Exercise: An exact, complete copy of the data is all that is needed.

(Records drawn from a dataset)
________________
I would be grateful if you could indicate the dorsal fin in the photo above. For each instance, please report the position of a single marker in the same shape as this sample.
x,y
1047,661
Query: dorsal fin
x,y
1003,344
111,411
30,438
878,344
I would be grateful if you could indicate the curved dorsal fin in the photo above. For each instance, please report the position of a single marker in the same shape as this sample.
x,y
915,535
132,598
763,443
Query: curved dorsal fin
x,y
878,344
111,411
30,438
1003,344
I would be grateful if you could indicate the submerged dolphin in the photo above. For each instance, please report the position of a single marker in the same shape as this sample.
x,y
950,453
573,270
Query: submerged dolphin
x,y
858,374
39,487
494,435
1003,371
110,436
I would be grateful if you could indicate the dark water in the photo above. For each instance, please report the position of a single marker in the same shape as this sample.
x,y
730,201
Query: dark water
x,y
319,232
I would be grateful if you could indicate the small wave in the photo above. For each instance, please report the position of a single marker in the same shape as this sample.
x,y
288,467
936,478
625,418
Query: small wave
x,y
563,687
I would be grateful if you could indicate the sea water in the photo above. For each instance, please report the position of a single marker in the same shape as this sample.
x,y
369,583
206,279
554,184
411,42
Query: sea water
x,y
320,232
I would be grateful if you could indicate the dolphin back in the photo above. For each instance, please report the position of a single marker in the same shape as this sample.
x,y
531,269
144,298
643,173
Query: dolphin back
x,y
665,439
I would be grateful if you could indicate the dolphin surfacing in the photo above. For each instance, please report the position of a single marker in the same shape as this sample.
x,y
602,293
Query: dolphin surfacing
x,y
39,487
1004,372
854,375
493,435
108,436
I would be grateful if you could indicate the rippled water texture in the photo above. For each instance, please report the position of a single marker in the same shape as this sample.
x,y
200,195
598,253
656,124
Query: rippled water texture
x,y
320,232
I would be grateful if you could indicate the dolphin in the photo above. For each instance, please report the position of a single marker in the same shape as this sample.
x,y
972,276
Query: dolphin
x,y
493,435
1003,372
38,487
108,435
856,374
________________
Final answer:
I would be grateful if you could indicate the dorsal fin in the photo above. For each instance, please report the position of a single marker in the same shape as this sample.
x,y
1047,661
Query: dorsal fin
x,y
1003,344
111,411
30,438
878,344
I would be grateful if you could indicate the curved dorsal fin in the photo above. For each instance, please report the position of a single marker in the same shape as this sample.
x,y
915,535
132,598
763,443
Query: curved dorsal fin
x,y
878,344
111,411
30,438
1003,344
I would be grateful if you could indicate the submerged dolphin in the photo above. For each instance, please report the position of a single marker in the same shape as this sample.
x,y
950,453
573,270
Query: submerged dolphin
x,y
858,374
39,487
494,435
1003,371
110,436
I would be grateful if you could indicate the dark water in the photo above. For each instance, please report the position of a single marker in the same shape as this sample.
x,y
730,201
Query: dark water
x,y
319,232
I would be grateful if you could indicate the small wave in the photo above. For each instance, please report the position of a single marker in the same shape as this sample.
x,y
288,467
936,478
625,418
Query: small wave
x,y
563,687
I would be grateful if you could indicate the sea water in the photo above. For each instance, please report the position of a single marker in the same shape as this sample.
x,y
369,583
206,279
554,184
411,42
Query: sea water
x,y
320,232
I would be grateful if you could indicate the dolphin back in the photo above. For each instance, please report the position of a single marker in the same shape as this sample.
x,y
531,269
144,298
643,173
Query: dolphin back
x,y
665,439
I would be grateful if you could indicate the dolphin surfacing in the photo above. For each instance, please report the position of a single marker in the same shape as this sample.
x,y
602,293
Query: dolphin surfacing
x,y
39,487
1004,372
854,375
493,435
108,436
I would be grateful if you could indicate the rippled water texture in the photo above. For each instance, please report the position of a single marker in the same shape as this sample.
x,y
200,195
598,253
656,124
Query: rippled water texture
x,y
320,232
I would be grateful if you could indicate the dolphin in the photo above. For each instance, please report the position of a single marker in the same shape as this sample.
x,y
972,276
Query: dolphin
x,y
493,435
1003,372
38,487
108,435
856,374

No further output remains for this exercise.